* _REQUIRED WORK_:
Quote the passage on the Tanaga word for word, from "The above Tanaga" to "demands an answer.".

* _SOURCE_:
The Tanaga is an indigenous Filipino poem, traditionally in the Tagalog language.

Format
The Tanaga consists of four lines with seven syllables each with the same rhyme at the end of each line --- that is to say a 7-7-7-7 Syllabic verse, with an AABB rhyme scheme.

Archaic orthography 
"Catitibay ca tolos
sacaling datnang agos!
aco’I momonting lomot
sa iyo,I popolopot."

Modern orthography 
"Katitibay kang tulos
Sakaling datnan ng agos!
Ako'y mumunting lumot
sa iyo'y pupulupot."

Translation 
"Oh be resilient you stake
Should the waters be coming!
I shall cower as the moss
To you I shall be clinging."

The above Tanaga is attributed to Friars Juan de Noceda and Pedro de Sanlucar by Vim Nadera, and quoted them as saying “Poesia muy alta en tagalo, compuesta de siete silabas, y cuatro versos, llena de metafora.” (16th century) ("Poetry is quite high in Tagalog, composed of seven syllables, and four verses, full of metaphor.") 

Like the Japanese haiku, Tanagas traditionally are untitled. Most are handed down by oral history, and contain proverbial forms, moral lessons, and ethics.

A poetic form similar to the Tanaga is the Ambahan. Unlike the Ambahan whose length is indefinite, the Tanaga is a seven-syllable quatrain. Poets test their skills at rhyme, meter and metaphor through the Tanaga because is it rhymed and measured, while it exacts skillful use of words to create a puzzle that demands an answer.

* _DATA LINES_:
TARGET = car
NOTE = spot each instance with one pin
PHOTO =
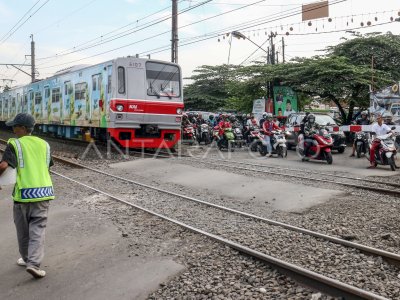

* _TASK ANSWER_:
The above Tanaga is attributed to Friars Juan de Noceda and Pedro de Sanlucar by Vim Nadera, and quoted them as saying “Poesia muy alta en tagalo, compuesta de siete silabas, y cuatro versos, llena de metafora.” (16th century) ("Poetry is quite high in Tagalog, composed of seven syllables, and four verses, full of metaphor.") 

Like the Japanese haiku, Tanagas traditionally are untitled. Most are handed down by oral history, and contain proverbial forms, moral lessons, and ethics.

A poetic form similar to the Tanaga is the Ambahan. Unlike the Ambahan whose length is indefinite, the Tanaga is a seven-syllable quatrain. Poets test their skills at rhyme, meter and metaphor through the Tanaga because is it rhymed and measured, while it exacts skillful use of words to create a puzzle that demands an answer.